YOUR GOAL ▸
Here is the task for the records below: repeat exactly the lines from the one with "I bet you can find the rear wheel here." to the one with "I bet you can find the dealership", both included, and nothing else.

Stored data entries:
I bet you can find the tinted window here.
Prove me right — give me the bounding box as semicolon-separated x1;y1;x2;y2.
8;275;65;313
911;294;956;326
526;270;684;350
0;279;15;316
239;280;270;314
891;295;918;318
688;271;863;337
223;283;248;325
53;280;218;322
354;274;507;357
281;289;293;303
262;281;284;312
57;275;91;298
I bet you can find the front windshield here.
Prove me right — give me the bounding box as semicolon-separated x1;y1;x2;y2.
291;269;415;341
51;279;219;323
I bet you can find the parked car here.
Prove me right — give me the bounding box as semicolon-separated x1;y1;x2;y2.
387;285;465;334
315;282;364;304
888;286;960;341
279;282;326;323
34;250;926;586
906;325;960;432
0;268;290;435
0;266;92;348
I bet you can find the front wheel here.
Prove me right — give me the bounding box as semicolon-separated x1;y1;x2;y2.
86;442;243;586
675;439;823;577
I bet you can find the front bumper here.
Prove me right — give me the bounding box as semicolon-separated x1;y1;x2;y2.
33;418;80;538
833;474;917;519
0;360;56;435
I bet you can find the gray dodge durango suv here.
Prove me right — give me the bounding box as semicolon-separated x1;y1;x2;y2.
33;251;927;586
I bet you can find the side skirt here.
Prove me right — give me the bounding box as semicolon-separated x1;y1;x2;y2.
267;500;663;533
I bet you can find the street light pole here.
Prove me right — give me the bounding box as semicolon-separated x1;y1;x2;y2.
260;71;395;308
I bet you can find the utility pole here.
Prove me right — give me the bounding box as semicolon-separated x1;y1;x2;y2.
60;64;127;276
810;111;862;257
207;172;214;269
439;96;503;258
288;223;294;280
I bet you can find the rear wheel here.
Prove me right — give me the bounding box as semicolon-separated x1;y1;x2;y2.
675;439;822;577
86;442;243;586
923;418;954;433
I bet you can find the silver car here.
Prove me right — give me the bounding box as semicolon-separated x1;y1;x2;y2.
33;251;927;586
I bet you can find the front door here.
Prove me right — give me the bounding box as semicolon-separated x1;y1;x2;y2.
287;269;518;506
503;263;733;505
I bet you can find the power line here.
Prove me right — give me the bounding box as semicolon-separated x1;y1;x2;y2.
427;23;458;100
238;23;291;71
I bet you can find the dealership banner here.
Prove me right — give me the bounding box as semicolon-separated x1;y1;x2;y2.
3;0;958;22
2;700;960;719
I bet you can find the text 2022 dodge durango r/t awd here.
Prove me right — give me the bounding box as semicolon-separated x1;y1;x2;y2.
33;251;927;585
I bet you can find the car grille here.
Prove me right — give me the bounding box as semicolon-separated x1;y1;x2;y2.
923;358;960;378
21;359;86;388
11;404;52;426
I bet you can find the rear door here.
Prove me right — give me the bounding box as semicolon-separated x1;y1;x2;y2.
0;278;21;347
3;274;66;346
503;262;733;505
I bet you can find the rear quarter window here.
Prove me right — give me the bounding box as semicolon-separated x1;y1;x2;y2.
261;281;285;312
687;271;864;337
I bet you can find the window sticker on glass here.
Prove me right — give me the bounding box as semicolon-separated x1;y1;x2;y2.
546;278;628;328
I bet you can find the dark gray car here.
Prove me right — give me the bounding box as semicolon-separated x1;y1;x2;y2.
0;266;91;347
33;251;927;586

TASK ANSWER ▸
I bet you can find the rear wheel here.
Prove me right — give me the bounding box as semicolon-separated x1;y1;x2;y2.
675;439;822;577
86;442;243;586
923;418;954;433
I bet you can find the silver car here.
Prove me right — give me the bounding box as semicolon-separated x1;y1;x2;y2.
33;251;927;586
I bet you can find the front door here.
Prove me right — give me the bounding box as semicolon-separated x1;y1;x2;y2.
287;269;518;506
503;263;733;505
I bet you can find the power line here.
Prove me right — give me the bounding box as semicolon-separated x1;y1;x2;y2.
427;23;458;100
238;23;291;71
I bet you can find the dealership banner here.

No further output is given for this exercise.